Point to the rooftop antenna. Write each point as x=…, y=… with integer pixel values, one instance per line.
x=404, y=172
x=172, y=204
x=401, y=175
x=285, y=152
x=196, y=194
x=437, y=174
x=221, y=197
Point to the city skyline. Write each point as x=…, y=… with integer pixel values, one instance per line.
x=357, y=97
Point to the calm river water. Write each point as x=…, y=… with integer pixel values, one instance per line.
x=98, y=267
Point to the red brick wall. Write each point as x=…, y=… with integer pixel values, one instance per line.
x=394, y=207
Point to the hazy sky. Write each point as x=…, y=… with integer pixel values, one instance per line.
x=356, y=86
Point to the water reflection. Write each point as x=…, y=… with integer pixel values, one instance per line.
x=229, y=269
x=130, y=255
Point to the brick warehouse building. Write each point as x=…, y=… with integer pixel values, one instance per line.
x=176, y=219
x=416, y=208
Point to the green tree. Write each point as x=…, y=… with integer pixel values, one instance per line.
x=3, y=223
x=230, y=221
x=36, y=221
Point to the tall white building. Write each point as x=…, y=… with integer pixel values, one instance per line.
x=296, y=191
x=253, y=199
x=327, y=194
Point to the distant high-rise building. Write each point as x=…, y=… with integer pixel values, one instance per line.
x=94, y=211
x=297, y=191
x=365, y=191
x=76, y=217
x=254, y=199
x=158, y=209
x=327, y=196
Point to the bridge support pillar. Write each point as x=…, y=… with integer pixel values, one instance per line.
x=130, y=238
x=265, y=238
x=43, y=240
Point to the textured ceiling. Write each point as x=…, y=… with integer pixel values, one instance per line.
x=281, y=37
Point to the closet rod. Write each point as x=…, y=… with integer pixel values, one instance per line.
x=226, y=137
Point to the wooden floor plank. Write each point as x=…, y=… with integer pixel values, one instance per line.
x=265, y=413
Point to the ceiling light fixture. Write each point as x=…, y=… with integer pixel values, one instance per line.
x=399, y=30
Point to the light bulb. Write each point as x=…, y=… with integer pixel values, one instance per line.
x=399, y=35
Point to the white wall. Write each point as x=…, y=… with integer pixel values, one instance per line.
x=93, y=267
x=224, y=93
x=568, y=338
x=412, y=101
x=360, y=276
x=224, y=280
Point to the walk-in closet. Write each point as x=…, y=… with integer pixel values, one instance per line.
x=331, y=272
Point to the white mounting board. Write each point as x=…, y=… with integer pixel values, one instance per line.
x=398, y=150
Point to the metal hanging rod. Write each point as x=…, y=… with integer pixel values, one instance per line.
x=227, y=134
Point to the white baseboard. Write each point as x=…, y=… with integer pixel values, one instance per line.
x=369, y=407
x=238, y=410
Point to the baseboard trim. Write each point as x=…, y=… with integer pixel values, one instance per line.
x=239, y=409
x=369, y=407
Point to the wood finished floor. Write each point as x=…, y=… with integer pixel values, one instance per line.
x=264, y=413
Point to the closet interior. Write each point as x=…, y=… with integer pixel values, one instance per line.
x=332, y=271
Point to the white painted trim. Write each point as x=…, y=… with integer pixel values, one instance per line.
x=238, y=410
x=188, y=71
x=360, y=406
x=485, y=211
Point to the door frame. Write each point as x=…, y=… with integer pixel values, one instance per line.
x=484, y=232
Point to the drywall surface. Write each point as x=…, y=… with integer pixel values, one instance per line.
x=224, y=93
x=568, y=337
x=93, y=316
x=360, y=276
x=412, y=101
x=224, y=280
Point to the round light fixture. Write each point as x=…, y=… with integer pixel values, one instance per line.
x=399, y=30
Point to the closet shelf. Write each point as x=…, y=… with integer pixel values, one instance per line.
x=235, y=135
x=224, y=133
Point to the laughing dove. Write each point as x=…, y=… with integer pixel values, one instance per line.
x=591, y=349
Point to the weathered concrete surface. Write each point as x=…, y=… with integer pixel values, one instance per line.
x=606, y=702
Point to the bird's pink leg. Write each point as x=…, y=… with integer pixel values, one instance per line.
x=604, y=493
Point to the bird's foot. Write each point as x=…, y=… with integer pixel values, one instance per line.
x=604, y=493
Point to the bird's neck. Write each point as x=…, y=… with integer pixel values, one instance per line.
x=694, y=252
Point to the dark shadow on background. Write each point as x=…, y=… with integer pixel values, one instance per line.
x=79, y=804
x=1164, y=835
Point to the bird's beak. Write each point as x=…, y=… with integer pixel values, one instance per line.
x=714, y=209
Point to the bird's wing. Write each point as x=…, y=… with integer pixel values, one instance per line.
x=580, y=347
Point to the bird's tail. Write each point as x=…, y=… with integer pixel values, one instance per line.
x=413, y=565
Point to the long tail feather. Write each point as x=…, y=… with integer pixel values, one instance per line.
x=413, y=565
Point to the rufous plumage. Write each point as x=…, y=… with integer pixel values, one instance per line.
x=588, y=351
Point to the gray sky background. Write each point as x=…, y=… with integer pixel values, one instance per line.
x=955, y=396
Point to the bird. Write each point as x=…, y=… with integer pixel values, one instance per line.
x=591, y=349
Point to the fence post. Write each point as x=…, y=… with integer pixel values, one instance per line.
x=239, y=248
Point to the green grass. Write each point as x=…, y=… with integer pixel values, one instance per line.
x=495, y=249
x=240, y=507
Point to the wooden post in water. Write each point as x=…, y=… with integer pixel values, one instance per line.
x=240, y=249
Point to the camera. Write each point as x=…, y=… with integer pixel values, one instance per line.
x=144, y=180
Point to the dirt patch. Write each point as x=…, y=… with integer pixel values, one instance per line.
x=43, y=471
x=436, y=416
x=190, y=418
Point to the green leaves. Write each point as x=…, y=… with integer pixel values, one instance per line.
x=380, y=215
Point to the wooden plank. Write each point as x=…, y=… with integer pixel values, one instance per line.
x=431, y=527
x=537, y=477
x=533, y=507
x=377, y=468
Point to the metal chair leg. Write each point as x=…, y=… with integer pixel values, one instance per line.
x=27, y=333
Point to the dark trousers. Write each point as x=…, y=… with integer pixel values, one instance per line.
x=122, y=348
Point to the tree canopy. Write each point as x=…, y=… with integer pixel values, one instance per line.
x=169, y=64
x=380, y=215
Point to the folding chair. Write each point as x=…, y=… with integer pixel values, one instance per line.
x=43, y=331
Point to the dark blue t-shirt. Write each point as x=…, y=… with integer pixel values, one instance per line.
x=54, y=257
═══
◆ Description of the task ◆
Give all the lines above again, exactly.

◆ Task answer ◆
Point to the rooftop antenna. Write each point as x=…, y=… with integer pixel values, one instance per line.
x=404, y=172
x=172, y=204
x=401, y=175
x=285, y=152
x=196, y=194
x=437, y=174
x=221, y=197
Point to the city skyline. Write each point as x=…, y=… with integer pixel values, one instance per line.
x=357, y=97
Point to the calm river water. Write each point as x=…, y=… with integer pixel values, one instance per line.
x=98, y=267
Point to the red brick wall. Write each point as x=…, y=… with integer pixel values, one instance per line.
x=394, y=207
Point to the hazy sky. Write each point as x=…, y=… with integer pixel values, one instance per line.
x=356, y=86
Point to the water reflection. Write each point as x=…, y=… with integer pixel values, one instance per line.
x=229, y=269
x=130, y=255
Point to the brick warehouse building. Write each point as x=…, y=… with integer pixel values, one instance per line.
x=176, y=219
x=416, y=208
Point to the green tree. Write each point as x=…, y=… with integer pixel values, one instance per line.
x=3, y=223
x=230, y=221
x=36, y=221
Point to the tall white building. Write each point as x=…, y=… with integer pixel values, one instance per line.
x=296, y=191
x=253, y=199
x=327, y=194
Point to the distant high-rise building. Write each point as x=…, y=… with integer pixel values, one instance per line.
x=94, y=211
x=297, y=191
x=365, y=191
x=76, y=217
x=254, y=199
x=158, y=209
x=327, y=196
Point to the bridge support pillar. Write each point as x=…, y=… with integer pixel values, one instance per line.
x=130, y=238
x=265, y=238
x=43, y=240
Point to the textured ceiling. Write each point as x=…, y=… with integer pixel values, one instance per line.
x=281, y=37
Point to the closet rod. Write each point as x=…, y=… with integer pixel values, one instance per line.
x=226, y=137
Point to the wooden floor plank. Write each point as x=…, y=… with integer pixel values, one instance per line.
x=265, y=413
Point to the ceiling light fixture. Write each point as x=…, y=… with integer pixel values, one instance per line.
x=399, y=30
Point to the light bulb. Write each point as x=…, y=… with integer pixel values, one instance per line.
x=399, y=35
Point to the white wall. Write each point as x=…, y=… with integer pixel values, one instance per line.
x=93, y=267
x=224, y=93
x=568, y=338
x=412, y=101
x=360, y=276
x=224, y=280
Point to the walk-in closet. Write each point as x=…, y=… with integer pixel values, one instance per line.
x=331, y=272
Point to the white mounting board. Write each point as x=…, y=… with integer pixel values, one instance per line.
x=398, y=150
Point to the metal hanging rod. Write each point as x=…, y=… with integer pixel values, one instance per line.
x=227, y=134
Point to the white baseboard. Write each point as x=…, y=… with integer pixel values, one instance per line.
x=369, y=407
x=238, y=410
Point to the baseboard trim. Write each point as x=…, y=… with integer pixel values, one instance per line.
x=239, y=409
x=369, y=407
Point to the wood finished floor. Write each point as x=…, y=… with integer pixel values, one instance per line.
x=264, y=413
Point to the closet interior. Write each point as x=…, y=… with integer pixel values, one instance per line.
x=332, y=271
Point to the white painted trim. Write each point as x=…, y=… with integer pixel values, one instance per line.
x=238, y=410
x=188, y=71
x=360, y=406
x=485, y=211
Point to the door frame. Write each point as x=…, y=… with integer pixel values, one instance per line.
x=484, y=232
Point to the drywall surface. Write each point as x=…, y=… with integer pixel values, one instance per line.
x=224, y=93
x=568, y=337
x=93, y=316
x=360, y=276
x=412, y=101
x=224, y=280
Point to the round light fixture. Write each point as x=…, y=… with integer pixel values, one instance per line.
x=399, y=30
Point to the closet shelf. Write each point as x=…, y=… with integer pixel values, one instance per line.
x=235, y=135
x=224, y=133
Point to the laughing dove. Write each point as x=…, y=… with integer pixel values, one instance per line.
x=591, y=349
Point to the weathered concrete surface. Write each point as x=…, y=… with integer pixel values, one instance per line.
x=606, y=702
Point to the bird's pink leg. Write each point as x=…, y=… with integer pixel values, one instance per line.
x=604, y=493
Point to the bird's foot. Write each point as x=…, y=… with integer pixel values, one instance per line.
x=604, y=493
Point to the bird's neck. Write each point as x=…, y=… with integer pixel values, one instance per line.
x=694, y=252
Point to the dark shadow on background. Write each point as x=…, y=… with integer pixel values, one instance per line.
x=79, y=804
x=1164, y=835
Point to the bird's beak. Write each point as x=…, y=… with integer pixel values, one instance per line.
x=714, y=209
Point to the bird's wing. Write each point as x=…, y=… with integer pixel values, one instance per line.
x=580, y=347
Point to the bird's tail. Write each point as x=…, y=… with integer pixel values, one instance per line.
x=413, y=565
Point to the long tail feather. Write each point as x=…, y=… with integer pixel values, one instance per line.
x=413, y=565
Point to the rufous plumage. Write each point as x=…, y=… with integer pixel values, one instance per line.
x=588, y=351
Point to the gray sky background. Write each point as x=…, y=… with integer pixel values, one instance per line.
x=955, y=396
Point to the bird. Write each point as x=…, y=… with integer pixel values, one instance per line.
x=591, y=349
Point to the fence post. Write each point as x=…, y=… with integer pixel values, one instance per line.
x=239, y=248
Point to the green grass. Write each point as x=…, y=… with integer pixel values, one instance per line.
x=495, y=249
x=240, y=507
Point to the wooden post in water. Write each point as x=…, y=… with integer pixel values, one instance per line.
x=240, y=249
Point to the camera. Write each point as x=…, y=… with integer pixel values, one instance per line.
x=144, y=180
Point to the dirt patch. Write each point as x=…, y=… with integer pixel values, one instance per line.
x=43, y=471
x=436, y=416
x=190, y=418
Point to the green leaves. Write each point as x=…, y=… with integer pixel values, one instance per line.
x=380, y=215
Point to the wooden plank. Write each point as x=…, y=… with integer pixel values, one instance per line.
x=431, y=527
x=537, y=477
x=533, y=507
x=377, y=468
Point to the metal chair leg. Write each point as x=…, y=… with integer pixel values, one instance per line.
x=27, y=333
Point to the dark trousers. Write each point as x=…, y=… with integer pixel values, one instance per line.
x=122, y=348
Point to the tree canopy. Write each point as x=…, y=… with integer pixel values, one instance per line.
x=169, y=64
x=380, y=215
Point to the folding chair. Write each point as x=…, y=… with integer pixel values, one instance per line.
x=43, y=331
Point to the dark blue t-shirt. Write each point as x=…, y=… with integer pixel values, one instance per line.
x=54, y=257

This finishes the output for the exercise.